▶ [Set problem] Update the listing below: begin at the line that contains "Task: localize man's head." and stop after the line that contains "[117,86,196,176]", replacing "flag" with "banner" and leaving all else unchanged. Give only those lines.

▶ [Annotated coordinate records]
○ ○ ○ ○

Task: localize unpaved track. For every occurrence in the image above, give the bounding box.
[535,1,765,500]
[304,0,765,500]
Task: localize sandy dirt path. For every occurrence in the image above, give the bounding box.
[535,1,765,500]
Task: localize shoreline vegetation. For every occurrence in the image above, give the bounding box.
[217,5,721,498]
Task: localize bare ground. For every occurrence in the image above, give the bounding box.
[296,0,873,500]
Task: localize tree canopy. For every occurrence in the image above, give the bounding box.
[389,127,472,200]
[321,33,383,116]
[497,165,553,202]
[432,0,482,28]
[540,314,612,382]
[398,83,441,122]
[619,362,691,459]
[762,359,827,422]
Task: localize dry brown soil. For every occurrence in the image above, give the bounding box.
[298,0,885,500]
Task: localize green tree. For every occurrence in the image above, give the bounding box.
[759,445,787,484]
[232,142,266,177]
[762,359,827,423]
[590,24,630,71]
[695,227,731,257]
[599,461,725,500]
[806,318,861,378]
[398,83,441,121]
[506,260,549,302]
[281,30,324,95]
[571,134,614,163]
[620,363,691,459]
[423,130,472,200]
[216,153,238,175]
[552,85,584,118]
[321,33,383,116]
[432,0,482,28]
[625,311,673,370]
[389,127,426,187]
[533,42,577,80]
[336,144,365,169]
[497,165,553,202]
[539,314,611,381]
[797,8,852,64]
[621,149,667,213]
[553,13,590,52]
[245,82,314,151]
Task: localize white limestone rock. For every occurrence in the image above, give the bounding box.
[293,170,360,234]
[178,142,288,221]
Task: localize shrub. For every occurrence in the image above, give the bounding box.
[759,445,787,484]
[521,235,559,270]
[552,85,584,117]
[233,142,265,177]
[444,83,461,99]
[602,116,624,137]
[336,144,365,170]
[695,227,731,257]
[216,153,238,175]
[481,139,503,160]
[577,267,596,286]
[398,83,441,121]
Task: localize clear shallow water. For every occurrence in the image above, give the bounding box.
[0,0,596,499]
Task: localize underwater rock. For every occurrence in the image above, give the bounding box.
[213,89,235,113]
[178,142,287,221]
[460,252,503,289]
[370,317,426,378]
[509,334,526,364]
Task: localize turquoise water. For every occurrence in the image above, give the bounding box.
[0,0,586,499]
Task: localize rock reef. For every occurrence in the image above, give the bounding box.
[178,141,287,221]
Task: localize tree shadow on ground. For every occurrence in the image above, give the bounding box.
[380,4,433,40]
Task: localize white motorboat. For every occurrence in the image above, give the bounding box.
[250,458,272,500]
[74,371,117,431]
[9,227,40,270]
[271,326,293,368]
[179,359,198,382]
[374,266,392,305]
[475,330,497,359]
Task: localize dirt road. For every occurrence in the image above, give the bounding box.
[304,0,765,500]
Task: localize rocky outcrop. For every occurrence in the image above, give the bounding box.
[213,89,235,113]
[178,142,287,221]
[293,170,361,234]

○ ○ ○ ○

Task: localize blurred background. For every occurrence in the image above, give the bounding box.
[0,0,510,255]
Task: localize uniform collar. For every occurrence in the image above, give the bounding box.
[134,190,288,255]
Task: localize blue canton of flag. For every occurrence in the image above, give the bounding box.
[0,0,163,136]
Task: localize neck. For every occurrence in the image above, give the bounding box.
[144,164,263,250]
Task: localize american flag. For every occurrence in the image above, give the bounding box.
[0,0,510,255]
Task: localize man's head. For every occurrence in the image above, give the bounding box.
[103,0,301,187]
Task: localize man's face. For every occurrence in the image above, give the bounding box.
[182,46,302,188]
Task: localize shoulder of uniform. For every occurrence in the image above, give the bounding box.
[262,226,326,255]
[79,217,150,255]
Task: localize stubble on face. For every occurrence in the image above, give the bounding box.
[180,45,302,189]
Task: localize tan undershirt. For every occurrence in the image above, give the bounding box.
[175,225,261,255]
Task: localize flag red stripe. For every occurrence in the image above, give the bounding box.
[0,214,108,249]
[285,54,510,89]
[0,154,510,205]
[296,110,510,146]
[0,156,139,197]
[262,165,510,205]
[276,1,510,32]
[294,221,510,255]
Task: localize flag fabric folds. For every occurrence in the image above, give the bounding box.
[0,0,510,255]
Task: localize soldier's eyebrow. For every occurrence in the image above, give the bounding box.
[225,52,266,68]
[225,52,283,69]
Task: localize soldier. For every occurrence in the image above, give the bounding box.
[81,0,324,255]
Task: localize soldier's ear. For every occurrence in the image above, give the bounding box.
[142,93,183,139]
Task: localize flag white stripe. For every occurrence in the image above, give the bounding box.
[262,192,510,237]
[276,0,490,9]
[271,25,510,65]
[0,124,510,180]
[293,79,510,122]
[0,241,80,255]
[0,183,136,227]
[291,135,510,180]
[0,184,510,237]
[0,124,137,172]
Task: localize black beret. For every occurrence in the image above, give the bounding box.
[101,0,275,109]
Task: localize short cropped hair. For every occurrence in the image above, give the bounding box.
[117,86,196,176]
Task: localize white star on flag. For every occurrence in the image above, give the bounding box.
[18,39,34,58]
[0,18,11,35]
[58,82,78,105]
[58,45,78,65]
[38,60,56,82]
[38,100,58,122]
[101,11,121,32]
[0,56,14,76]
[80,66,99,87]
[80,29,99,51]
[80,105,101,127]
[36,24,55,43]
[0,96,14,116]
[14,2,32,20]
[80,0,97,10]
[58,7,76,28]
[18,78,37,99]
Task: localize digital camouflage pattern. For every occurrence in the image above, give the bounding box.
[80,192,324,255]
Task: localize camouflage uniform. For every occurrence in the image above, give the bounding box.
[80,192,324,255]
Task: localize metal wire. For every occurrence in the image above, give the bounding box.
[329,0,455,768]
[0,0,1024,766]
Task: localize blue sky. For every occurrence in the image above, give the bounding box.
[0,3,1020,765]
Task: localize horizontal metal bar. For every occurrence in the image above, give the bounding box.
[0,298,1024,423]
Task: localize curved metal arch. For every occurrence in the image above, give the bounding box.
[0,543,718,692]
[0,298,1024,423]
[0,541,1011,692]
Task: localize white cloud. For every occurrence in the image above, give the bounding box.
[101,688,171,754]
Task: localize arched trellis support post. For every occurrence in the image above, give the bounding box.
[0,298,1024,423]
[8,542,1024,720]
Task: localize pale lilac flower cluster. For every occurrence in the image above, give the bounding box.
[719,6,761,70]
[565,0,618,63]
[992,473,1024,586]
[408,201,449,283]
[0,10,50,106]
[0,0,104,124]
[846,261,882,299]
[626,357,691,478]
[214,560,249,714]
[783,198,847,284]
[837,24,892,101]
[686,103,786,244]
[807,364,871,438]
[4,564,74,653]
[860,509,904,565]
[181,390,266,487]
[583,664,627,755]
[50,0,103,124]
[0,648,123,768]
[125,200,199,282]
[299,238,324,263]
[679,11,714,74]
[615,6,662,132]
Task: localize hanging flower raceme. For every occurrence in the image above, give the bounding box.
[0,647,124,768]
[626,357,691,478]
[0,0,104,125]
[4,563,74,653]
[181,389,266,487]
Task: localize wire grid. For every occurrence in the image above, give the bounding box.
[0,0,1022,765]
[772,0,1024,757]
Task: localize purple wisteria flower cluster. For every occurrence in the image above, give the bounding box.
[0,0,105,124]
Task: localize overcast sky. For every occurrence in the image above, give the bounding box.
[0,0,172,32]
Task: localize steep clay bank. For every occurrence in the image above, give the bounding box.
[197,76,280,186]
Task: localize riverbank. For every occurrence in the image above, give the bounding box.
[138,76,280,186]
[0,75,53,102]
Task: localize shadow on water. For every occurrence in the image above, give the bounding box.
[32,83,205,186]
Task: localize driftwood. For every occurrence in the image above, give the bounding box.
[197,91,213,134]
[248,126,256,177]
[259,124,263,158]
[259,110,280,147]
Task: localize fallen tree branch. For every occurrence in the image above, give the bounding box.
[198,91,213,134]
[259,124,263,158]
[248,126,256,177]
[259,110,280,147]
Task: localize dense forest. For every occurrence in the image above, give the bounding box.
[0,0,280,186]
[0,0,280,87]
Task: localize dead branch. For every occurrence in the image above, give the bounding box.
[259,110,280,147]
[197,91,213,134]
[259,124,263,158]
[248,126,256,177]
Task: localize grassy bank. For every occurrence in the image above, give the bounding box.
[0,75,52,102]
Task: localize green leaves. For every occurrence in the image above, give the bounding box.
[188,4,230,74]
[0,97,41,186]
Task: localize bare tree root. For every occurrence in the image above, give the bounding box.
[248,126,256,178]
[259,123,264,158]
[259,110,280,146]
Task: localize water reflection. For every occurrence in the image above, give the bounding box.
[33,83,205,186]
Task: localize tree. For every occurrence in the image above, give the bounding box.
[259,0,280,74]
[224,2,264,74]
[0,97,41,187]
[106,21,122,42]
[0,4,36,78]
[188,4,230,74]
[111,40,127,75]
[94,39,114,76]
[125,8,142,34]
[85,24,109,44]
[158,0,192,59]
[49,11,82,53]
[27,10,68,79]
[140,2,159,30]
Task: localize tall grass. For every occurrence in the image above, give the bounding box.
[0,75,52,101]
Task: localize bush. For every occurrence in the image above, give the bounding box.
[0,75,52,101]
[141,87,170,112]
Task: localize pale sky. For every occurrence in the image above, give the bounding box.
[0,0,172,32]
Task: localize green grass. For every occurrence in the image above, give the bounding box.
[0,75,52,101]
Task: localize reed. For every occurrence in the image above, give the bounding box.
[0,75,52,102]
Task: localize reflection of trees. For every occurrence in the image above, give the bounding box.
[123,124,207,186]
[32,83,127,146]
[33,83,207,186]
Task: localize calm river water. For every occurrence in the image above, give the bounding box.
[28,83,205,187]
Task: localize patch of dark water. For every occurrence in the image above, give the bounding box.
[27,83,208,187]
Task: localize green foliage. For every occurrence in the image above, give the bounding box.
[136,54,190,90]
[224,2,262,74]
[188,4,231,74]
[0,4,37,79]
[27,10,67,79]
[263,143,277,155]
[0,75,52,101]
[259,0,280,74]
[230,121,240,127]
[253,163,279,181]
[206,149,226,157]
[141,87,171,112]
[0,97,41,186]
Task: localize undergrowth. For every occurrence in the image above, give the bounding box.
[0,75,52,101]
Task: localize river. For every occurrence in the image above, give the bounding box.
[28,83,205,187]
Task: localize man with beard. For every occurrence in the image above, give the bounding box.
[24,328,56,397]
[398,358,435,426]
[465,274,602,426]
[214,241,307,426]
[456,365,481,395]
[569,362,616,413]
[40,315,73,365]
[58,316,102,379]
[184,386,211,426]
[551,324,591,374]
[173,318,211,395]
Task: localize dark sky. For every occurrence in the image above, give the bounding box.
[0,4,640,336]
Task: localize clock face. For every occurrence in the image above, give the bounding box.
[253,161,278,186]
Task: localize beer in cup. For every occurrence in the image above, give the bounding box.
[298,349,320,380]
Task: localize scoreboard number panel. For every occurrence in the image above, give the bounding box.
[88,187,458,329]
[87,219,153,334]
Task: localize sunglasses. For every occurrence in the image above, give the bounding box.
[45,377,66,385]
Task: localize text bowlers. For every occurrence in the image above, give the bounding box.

○ ○ ○ ○

▶ [Finished answer]
Task: localize man's head. For every occurrence in the image above, give the bounding box.
[103,0,301,187]
Task: localize man's face. For every occurrence in the image above, give the bounding box.
[182,46,302,188]
Task: localize shoulder of uniform. For every occurrence in the image above, give the bounding box.
[262,226,326,255]
[79,217,150,255]
Task: localize stubble on face. For every occurrence in the image above, give the bounding box.
[180,45,302,189]
Task: localize tan undershirt. For every occurrence in the image above, give the bounding box.
[175,225,261,255]
Task: localize banner red stripe. For every occurrence in the image above, give the bounding box.
[0,214,108,249]
[285,54,510,89]
[0,154,510,205]
[296,110,510,146]
[0,156,139,197]
[262,165,510,205]
[276,1,510,32]
[294,221,510,255]
Task: localize banner fabric folds. For every occurrence in the image above, give the bounding box.
[0,0,510,255]
Task: localize soldier's eyebrow. For every occurrence in the image above, give the bounding box.
[225,52,266,68]
[225,52,283,69]
Task: localize soldier. For every occurrence in the image above, give the bounding box.
[81,0,324,255]
Task: localize soldier's ear. For every occurrence in the image above, give the bounding box.
[142,93,183,139]
Task: localize banner white stripe. For every occurrence in the image above, give the bounding box.
[262,192,510,237]
[276,0,490,9]
[271,25,510,65]
[0,124,510,180]
[293,79,510,122]
[0,241,80,255]
[0,183,136,227]
[291,135,510,180]
[0,184,510,237]
[0,124,137,172]
Task: localize black beret. For every occurrence in the image above, give the bounding box.
[101,0,275,109]
Task: localize short cropped hair. For every occurrence in the image above, give the bounding box.
[117,86,196,176]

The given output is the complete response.